Text under study:

Remember Tim Russert? He was a journalist and political analyst, NBC News Washington bureau chief, and moderator of the television show, “Meet the Press.” His death in 2008 at the age of 58, said David Mueller, “is why Clear Vascular is in business.”
Mueller, CEO of Clear Vascular, a three-person virtual company, said, “Russert died on the set and had no symptoms. He died from ruptured plaque.” Clear Vascular is a medical/pharmaceutical firm that’s developed an injectable radiopharmaceutical product for imaging heart disease.
“We do all of our production under contract,” said Mueller during his presentation “Case Study: Implementing Reusable Containers For Global Shipment Of Radioactive Clinical Trial Material” Sept. 28 at the 9th Annual Cold Chain Temperature Management Global Forum in Philadelphia.
The company’s size and virtual status have “allowed us to push boundaries,” said Mueller. “We’ve taken product for clinical trials in humans at about one-third the cost of most. With this product, a protein is attached to a radioisotope and injected into the body. The protein is temperature-sensitive, and the radioactivity adds to the challenge in that some companies won’t even ship it.”

Records provided:

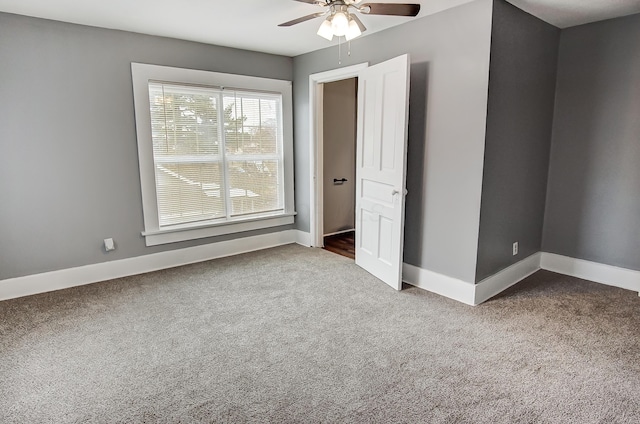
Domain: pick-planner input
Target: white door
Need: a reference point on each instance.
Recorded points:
(383, 97)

Directions for this task: Write out the part of the Clear Vascular article above from "Mueller, CEO of" to "imaging heart disease.", word for word.

Result of the task:
Mueller, CEO of Clear Vascular, a three-person virtual company, said, “Russert died on the set and had no symptoms. He died from ruptured plaque.” Clear Vascular is a medical/pharmaceutical firm that’s developed an injectable radiopharmaceutical product for imaging heart disease.